Reproduce every one of the following records line for line, with no changes.

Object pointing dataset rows
------------------------------------------------------------------------

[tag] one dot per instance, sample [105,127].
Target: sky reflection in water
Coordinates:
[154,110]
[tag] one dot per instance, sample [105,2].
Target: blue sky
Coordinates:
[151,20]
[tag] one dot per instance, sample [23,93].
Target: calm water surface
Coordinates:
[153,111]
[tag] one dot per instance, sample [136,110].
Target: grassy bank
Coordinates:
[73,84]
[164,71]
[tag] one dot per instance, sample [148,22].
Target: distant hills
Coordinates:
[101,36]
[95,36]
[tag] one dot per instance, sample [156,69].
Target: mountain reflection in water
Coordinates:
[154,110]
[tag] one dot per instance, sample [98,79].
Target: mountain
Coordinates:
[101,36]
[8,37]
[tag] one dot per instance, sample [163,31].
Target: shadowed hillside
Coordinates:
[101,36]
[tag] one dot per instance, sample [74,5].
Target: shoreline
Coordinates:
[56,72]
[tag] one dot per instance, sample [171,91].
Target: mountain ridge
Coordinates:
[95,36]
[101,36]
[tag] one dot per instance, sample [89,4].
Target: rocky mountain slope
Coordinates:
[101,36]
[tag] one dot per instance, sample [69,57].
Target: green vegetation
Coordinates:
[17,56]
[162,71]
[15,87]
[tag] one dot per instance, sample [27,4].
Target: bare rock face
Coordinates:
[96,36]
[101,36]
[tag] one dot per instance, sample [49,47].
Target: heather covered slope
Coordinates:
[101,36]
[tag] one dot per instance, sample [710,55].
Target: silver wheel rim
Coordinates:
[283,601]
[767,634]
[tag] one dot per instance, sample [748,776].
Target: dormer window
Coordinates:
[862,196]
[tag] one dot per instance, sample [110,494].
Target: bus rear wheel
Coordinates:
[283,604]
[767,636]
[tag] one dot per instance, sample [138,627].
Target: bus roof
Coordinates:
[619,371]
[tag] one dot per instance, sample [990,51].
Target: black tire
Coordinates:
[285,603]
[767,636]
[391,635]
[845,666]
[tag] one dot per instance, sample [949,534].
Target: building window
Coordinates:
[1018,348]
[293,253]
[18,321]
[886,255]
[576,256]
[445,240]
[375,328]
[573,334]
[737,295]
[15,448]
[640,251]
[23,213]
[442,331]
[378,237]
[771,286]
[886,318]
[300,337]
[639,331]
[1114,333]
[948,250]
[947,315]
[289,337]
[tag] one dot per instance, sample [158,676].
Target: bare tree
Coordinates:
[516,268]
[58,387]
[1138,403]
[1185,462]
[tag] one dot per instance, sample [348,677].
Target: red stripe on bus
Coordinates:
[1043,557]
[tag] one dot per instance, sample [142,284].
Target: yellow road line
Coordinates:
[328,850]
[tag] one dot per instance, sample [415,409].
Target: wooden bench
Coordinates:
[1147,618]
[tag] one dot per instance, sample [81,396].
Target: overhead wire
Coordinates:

------------------------------------------------------------------------

SOLUTION FOR THIS PROBLEM:
[tag] one dot per instance, sample [105,127].
Target: sky reflection in water
Coordinates:
[154,110]
[tag] one dot per instance, sample [105,2].
Target: blue sky
Coordinates:
[151,20]
[tag] one dot per instance, sample [23,93].
Target: calm water surface
Coordinates:
[153,111]
[tag] one dot per instance, sample [136,110].
Target: grassy bank
Coordinates:
[73,84]
[164,71]
[tag] one dot per instance, sample [148,22].
Target: distant hills
Coordinates:
[101,36]
[95,36]
[tag] one dot per instance, sample [156,69].
Target: mountain reflection in water
Coordinates:
[154,110]
[tag] one dot per instance, sample [98,79].
Target: mountain
Coordinates:
[101,36]
[8,37]
[tag] one dot per instance, sample [163,31].
Target: shadowed hillside
Coordinates:
[101,36]
[tag] one dot per instance, sample [74,5].
Target: shoreline
Coordinates:
[56,72]
[tag] one dot per instance, sample [171,91].
Target: mountain ridge
Coordinates:
[95,36]
[101,36]
[tag] one dot per instance, sample [89,4].
Target: rocky mountain slope
Coordinates:
[101,36]
[tag] one dot per instance, sample [69,57].
Target: green vegetation
Coordinates:
[17,56]
[162,71]
[15,87]
[tag] one dot per instance, sample [27,4].
Target: bare rock face
Coordinates:
[96,36]
[101,36]
[tag] one dot per instance, sample [49,47].
Target: heather covered slope
Coordinates:
[101,36]
[tag] one dot per instance, sample [710,55].
Target: silver wheel rim
Coordinates:
[283,601]
[767,634]
[tag] one dot per instance, sample [748,776].
Target: dormer window
Coordinates:
[862,196]
[tag] one dot per instance, sample [110,494].
Target: bus rear wheel
Coordinates:
[283,604]
[767,636]
[tag] one dot per instance, sample [138,627].
Target: bus roof
Coordinates:
[619,371]
[tag] one dot per instance, sample [990,51].
Target: black tire
Coordinates:
[285,603]
[767,636]
[391,635]
[845,666]
[tag] one dot per instance, sample [949,534].
Target: building window
Coordinates:
[1018,348]
[293,253]
[18,321]
[886,255]
[576,256]
[445,240]
[375,328]
[573,334]
[737,295]
[15,448]
[640,251]
[23,213]
[442,331]
[378,237]
[771,286]
[886,318]
[300,337]
[639,331]
[1114,333]
[948,250]
[947,315]
[289,337]
[tag] one dot per instance, sample [158,676].
Target: bare tree
Coordinates:
[516,268]
[58,387]
[1138,403]
[1185,462]
[tag] one dot per instance, sample [348,677].
Target: red stripe on bus
Coordinates:
[1043,557]
[tag] one dot per instance, sample [142,284].
Target: yellow road line
Coordinates:
[328,850]
[tag] one dot per instance, sample [415,409].
Target: wooden bench
Coordinates:
[1147,618]
[tag] one dot per instance, sample [81,396].
Target: overhead wire
Coordinates:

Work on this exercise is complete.